Start of Data supplied

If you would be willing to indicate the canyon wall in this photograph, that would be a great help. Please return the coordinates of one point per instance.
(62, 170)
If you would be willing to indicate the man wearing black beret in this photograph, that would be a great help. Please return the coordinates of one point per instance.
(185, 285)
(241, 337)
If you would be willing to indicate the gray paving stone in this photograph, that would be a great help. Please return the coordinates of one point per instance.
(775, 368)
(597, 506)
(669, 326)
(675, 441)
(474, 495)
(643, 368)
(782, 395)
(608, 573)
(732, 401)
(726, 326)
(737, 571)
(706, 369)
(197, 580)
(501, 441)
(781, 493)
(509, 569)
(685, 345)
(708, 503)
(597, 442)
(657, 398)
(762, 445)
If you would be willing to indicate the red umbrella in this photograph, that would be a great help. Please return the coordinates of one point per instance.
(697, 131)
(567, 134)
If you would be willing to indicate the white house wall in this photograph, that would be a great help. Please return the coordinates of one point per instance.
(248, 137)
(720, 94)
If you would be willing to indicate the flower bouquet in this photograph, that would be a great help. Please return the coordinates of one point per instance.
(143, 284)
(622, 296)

End of Data supplied
Start of Data supplied

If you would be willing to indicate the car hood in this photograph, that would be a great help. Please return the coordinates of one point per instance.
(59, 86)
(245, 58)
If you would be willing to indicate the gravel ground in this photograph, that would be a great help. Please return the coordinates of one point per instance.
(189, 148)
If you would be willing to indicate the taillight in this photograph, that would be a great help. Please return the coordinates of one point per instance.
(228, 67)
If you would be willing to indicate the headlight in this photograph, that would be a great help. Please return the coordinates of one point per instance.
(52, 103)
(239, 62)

End of Data supplied
Start of Data supplied

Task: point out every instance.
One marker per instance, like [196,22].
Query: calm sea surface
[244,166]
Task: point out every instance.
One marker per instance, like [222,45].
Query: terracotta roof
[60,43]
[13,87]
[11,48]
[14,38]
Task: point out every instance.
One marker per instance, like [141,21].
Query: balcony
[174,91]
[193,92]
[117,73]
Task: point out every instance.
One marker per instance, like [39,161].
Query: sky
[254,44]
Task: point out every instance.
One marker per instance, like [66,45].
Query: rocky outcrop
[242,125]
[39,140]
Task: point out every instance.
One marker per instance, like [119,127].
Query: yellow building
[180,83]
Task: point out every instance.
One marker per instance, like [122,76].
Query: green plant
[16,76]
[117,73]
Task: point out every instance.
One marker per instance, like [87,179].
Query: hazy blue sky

End of Data supplied

> **What you should do**
Answer with one number only, the count of lines in the material above that hold "marker".

> **Written response**
8